Passage for review
--- START ---
Mind & Body • 27 Jul 2020

Functional Disorders: The Relationship Between Chronic Prostatitis and IBS

By uci_admin

Functional Disorders: The Relationship between Chronic Prostatitis and IBS

By Michael Palladino, ND – SSIHI Integrative and Preventative Medicine and Jacob Hwang, ND – SSIHI Resident, PGY2

Susan Samueli Integrative Health Institute

UCI Susan and Henry Samueli College of Health Sciences

Functional disorders are chronic conditions that have impaired bodily processes, which cannot be explained by a structural abnormality. In medicine, functional disorders have an overlap between various body systems as symptoms tend to be general and nonspecific. Examples of functional disorders in males are chronic prostatitis/chronic pelvic pain syndrome (CP/CPPS) and irritable bowel syndrome (IBS).

Chronic prostatitis/chronic pelvic pain syndrome is a male disorder with four subtypes including acute and chronic bacterial infections, and inflammatory and non-inflammatory causes with clinical features of pain in the pelvic region, irritation with urination, pain with ejaculation, sexual dysfunction, depression and/or psychosocial dysfunction[1]. Chronic pelvic pain is a primary component of the condition and is present for at least three of the preceding 6 months. The most common type of CP is chronic non-bacterial prostatitis, which makes up roughly 90-95% of prostatitis cases. This leaves most CP cases without a clear cause, making it difficult to devise treatment approaches.

Like CP, IBS is the most common functional gastrointestinal disorder with symptoms including altered bowel movements, increased sensitivity to pain, and inflammation. Both functional disorders have worldwide prevalence and diagnosed mainly by clinical presentation rather than a diagnostic test. One population study examined the relationship between CP and IBS and found CP cases to be highly associated with a prior IBS diagnosis meaning potential overlap among functional disorders[2]. Moreover, research suggests a relationship between body systems referred to as the bladder-gut-brain axis[3]. Therefore, thoroughly understanding the relationship between CP and IBS, integrative medical treatment focuses on a multisystem support including the brain/nervous system, gastrointestinal system, and genitourinary system.

Biofeedback, has been shown to be effective with CP/CPPS based on the principle that maximum muscle contraction prompts maximum muscle relaxation. This mechanism addresses the chronic pain aspect of CP/CPPS and focuses on muscular reeducation, which may ultimately provide symptom relief[4]. Integrative gastrointestinal support centers on improving gut barrier integrity, and decreasing inflammatory processes[5]. Often times, a food elimination diet followed by food reintroduction are also recommended to isolate common food sensitivities that contribute to CP/CPPS and IBS. Phytonutrients such as quercetin, play a positive role by modulating immune function to prevent and treat diseases, including those with potential microbial etiology. Phytonutrients belong to a group of polyphenolic substances commonly found in the plant kingdom in the rinds and barks of certain foods such as onions, grapes and green tea[6].
--- END ---
Tasks for this exercise
a: Which foods does the article on chronic prostatitis and IBS name as places where phytonutrients are found? List every one.
b: Answer these questions from the article on chronic prostatitis and IBS:
(i) What share of prostatitis cases is chronic non-bacterial prostatitis?
(ii) How long must chronic pelvic pain be present for the condition?
(iii) On what principle is biofeedback for CP/CPPS based?

Data entries
--- START ---
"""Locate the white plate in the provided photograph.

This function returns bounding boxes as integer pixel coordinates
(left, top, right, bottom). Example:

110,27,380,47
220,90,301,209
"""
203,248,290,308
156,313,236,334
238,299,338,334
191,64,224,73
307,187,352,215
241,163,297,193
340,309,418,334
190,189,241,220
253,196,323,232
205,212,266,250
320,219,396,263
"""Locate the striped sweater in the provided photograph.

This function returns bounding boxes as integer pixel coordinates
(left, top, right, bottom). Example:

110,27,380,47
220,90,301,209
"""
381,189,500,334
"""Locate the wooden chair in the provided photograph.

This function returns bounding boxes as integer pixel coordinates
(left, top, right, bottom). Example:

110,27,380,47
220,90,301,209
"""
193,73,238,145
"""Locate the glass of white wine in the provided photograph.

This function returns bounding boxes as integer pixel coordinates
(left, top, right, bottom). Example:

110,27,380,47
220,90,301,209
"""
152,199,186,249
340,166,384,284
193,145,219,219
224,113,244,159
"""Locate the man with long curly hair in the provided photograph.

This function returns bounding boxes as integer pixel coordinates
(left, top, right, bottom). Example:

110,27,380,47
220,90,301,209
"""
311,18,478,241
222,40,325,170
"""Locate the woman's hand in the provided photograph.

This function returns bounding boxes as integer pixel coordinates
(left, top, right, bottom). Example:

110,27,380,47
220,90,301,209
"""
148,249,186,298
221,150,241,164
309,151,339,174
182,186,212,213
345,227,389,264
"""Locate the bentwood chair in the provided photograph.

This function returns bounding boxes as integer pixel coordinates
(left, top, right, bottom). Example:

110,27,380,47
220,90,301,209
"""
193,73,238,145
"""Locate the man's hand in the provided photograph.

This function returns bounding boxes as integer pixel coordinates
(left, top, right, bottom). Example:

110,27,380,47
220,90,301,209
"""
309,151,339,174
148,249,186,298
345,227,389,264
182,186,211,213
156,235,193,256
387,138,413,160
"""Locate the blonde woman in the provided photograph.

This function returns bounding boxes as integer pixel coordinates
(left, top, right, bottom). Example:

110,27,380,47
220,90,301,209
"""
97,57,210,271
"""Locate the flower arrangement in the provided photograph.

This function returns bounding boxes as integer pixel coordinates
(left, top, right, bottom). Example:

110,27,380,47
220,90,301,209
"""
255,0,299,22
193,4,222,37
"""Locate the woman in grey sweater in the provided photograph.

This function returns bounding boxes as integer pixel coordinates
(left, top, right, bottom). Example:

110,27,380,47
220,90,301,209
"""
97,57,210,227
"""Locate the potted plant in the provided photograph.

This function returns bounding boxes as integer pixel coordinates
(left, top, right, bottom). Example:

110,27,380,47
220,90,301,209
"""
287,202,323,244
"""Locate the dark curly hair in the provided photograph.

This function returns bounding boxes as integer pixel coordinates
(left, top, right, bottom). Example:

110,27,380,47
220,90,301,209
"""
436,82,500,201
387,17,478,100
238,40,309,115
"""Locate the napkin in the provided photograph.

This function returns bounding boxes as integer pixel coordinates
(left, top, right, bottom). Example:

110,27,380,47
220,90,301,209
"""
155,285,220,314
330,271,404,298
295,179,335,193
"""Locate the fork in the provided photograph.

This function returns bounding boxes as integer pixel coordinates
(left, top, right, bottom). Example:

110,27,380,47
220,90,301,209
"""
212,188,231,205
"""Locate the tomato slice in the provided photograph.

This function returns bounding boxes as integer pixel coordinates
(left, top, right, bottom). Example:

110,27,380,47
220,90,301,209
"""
--- END ---
--- START ---
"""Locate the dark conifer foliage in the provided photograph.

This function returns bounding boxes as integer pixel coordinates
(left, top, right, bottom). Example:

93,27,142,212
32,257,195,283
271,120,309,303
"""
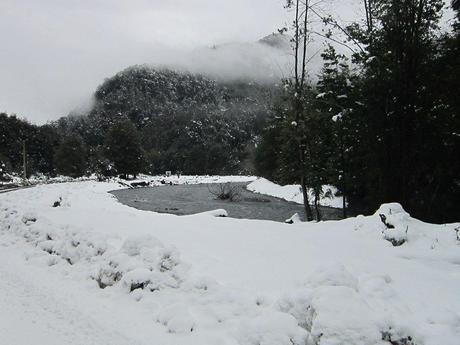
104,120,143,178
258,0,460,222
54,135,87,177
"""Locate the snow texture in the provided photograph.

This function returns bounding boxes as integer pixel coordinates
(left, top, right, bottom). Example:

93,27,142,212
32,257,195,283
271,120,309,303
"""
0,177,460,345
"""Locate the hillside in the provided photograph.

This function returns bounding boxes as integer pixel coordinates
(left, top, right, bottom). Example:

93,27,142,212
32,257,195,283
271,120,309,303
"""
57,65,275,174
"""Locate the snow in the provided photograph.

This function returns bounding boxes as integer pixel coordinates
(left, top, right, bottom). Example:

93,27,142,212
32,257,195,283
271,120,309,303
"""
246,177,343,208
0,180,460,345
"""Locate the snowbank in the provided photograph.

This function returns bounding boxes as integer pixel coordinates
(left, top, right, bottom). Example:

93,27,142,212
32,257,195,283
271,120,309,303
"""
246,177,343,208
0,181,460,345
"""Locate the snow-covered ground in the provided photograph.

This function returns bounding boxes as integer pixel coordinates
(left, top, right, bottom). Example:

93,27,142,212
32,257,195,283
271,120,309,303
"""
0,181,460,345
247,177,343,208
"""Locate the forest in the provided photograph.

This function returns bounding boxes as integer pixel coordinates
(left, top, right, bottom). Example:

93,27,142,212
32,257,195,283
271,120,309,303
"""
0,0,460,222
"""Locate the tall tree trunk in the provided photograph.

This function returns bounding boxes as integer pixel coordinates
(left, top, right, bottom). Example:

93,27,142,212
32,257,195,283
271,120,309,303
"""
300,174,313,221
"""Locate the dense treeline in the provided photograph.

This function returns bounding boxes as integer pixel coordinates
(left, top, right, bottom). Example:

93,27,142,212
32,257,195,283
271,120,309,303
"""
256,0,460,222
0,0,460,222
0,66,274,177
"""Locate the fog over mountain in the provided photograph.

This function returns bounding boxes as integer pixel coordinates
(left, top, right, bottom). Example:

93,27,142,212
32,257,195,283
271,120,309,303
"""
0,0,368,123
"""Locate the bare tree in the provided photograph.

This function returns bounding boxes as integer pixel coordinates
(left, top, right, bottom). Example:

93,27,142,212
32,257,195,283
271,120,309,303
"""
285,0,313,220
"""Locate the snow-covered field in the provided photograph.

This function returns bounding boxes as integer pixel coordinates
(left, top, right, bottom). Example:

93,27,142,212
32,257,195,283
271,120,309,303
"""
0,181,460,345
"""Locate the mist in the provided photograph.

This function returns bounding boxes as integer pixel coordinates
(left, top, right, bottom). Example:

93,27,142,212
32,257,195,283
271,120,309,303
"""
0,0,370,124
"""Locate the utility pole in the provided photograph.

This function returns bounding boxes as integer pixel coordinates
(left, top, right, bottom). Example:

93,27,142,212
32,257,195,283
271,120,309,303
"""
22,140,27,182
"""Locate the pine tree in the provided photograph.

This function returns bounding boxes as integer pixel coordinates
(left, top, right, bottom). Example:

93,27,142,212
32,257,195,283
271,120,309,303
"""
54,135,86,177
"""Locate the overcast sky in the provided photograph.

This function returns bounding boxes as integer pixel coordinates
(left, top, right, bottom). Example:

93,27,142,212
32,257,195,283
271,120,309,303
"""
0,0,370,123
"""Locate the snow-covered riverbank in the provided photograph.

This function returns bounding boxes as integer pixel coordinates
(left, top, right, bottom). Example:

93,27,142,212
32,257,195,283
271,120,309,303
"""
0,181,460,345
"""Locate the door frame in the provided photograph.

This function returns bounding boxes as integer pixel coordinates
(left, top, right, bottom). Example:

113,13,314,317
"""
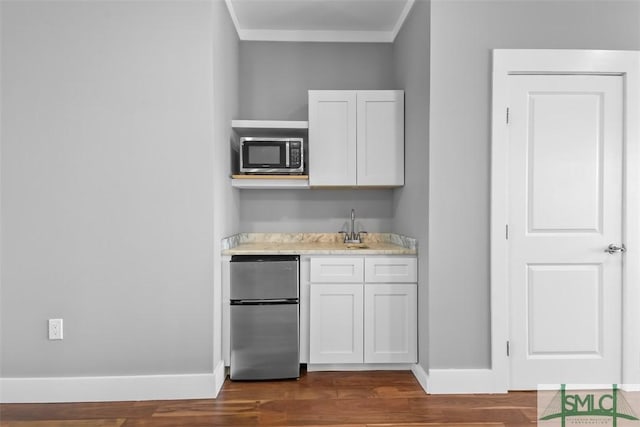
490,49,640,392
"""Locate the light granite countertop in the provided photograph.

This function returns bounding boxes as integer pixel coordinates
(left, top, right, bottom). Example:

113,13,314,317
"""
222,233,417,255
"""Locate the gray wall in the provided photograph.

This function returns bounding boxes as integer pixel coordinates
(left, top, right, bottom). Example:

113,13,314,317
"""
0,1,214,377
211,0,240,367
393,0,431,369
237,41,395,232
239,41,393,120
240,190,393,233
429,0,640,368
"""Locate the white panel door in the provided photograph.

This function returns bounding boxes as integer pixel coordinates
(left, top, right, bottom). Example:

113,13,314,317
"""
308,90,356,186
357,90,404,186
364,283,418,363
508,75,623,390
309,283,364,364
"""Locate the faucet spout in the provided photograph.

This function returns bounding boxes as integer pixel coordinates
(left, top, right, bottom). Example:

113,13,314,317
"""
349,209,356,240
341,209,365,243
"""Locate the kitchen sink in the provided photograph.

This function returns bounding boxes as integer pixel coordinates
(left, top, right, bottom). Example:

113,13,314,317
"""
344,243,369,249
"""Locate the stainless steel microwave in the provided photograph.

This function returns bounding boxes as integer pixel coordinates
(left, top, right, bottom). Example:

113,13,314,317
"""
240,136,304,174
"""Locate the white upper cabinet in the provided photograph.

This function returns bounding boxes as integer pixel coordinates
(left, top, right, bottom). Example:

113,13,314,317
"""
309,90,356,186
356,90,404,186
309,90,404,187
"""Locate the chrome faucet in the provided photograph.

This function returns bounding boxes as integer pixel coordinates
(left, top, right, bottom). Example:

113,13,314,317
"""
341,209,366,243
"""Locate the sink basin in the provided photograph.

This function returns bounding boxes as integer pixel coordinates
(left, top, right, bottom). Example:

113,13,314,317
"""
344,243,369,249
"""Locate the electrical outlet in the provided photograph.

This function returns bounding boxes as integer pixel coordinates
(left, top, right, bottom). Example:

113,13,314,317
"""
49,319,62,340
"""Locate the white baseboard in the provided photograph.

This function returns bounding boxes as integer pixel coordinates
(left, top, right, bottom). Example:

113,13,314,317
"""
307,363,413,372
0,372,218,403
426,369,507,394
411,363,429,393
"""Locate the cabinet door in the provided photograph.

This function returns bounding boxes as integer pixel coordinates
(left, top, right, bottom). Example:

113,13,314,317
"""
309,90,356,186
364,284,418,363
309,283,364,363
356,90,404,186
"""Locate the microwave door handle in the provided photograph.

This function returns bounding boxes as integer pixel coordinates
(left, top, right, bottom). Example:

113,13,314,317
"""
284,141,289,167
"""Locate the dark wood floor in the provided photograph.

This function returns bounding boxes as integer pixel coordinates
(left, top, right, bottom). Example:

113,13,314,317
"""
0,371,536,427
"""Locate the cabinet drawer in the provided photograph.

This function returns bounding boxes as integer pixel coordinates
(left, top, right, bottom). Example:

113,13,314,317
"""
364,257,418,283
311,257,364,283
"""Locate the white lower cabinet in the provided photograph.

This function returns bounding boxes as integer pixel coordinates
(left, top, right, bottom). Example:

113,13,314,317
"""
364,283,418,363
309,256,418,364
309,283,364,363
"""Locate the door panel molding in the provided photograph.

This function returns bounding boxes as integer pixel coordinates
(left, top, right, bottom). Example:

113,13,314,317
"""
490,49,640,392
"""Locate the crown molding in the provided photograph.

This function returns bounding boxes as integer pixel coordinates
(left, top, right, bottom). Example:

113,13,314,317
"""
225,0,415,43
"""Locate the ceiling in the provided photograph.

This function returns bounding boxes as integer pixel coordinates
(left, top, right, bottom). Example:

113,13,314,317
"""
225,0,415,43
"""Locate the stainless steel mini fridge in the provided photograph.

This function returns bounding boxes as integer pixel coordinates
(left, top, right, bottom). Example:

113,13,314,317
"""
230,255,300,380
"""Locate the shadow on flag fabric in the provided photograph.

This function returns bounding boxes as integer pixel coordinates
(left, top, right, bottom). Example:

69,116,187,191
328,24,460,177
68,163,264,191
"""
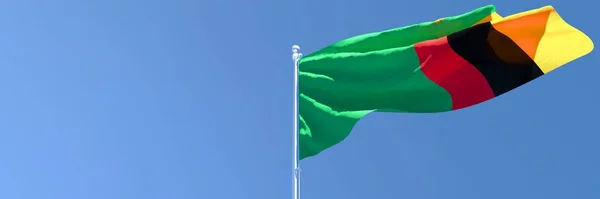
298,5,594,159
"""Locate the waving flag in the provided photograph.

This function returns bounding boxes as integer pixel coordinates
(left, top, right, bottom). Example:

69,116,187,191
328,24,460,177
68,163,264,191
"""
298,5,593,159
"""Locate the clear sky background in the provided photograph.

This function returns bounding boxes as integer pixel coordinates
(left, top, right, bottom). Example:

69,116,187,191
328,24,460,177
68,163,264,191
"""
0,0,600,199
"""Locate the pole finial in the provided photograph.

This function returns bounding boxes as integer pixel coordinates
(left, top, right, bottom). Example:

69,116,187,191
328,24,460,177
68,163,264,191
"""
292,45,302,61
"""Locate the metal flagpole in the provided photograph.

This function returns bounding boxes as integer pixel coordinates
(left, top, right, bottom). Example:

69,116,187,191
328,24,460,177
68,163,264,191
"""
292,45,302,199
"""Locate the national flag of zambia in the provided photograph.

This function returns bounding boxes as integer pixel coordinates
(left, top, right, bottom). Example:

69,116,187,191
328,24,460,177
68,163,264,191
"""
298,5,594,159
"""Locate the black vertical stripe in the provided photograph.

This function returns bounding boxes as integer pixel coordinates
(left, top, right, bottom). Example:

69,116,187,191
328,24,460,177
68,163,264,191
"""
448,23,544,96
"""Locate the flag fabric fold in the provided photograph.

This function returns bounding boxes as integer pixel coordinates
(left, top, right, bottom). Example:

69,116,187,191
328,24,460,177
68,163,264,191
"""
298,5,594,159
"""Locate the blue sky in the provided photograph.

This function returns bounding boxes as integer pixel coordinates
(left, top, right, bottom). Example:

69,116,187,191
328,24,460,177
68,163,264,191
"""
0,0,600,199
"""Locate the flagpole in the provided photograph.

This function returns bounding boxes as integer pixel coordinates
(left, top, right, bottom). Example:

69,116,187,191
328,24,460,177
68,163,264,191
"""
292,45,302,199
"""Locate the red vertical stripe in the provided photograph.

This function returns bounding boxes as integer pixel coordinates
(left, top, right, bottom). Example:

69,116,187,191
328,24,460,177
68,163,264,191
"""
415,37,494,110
--- END ---
Answers for this exercise
a: Onions, grapes and green tea.

b:
(i) Roughly 90-95%.
(ii) For at least three of the preceding 6 months.
(iii) The principle that maximum muscle contraction prompts maximum muscle relaxation.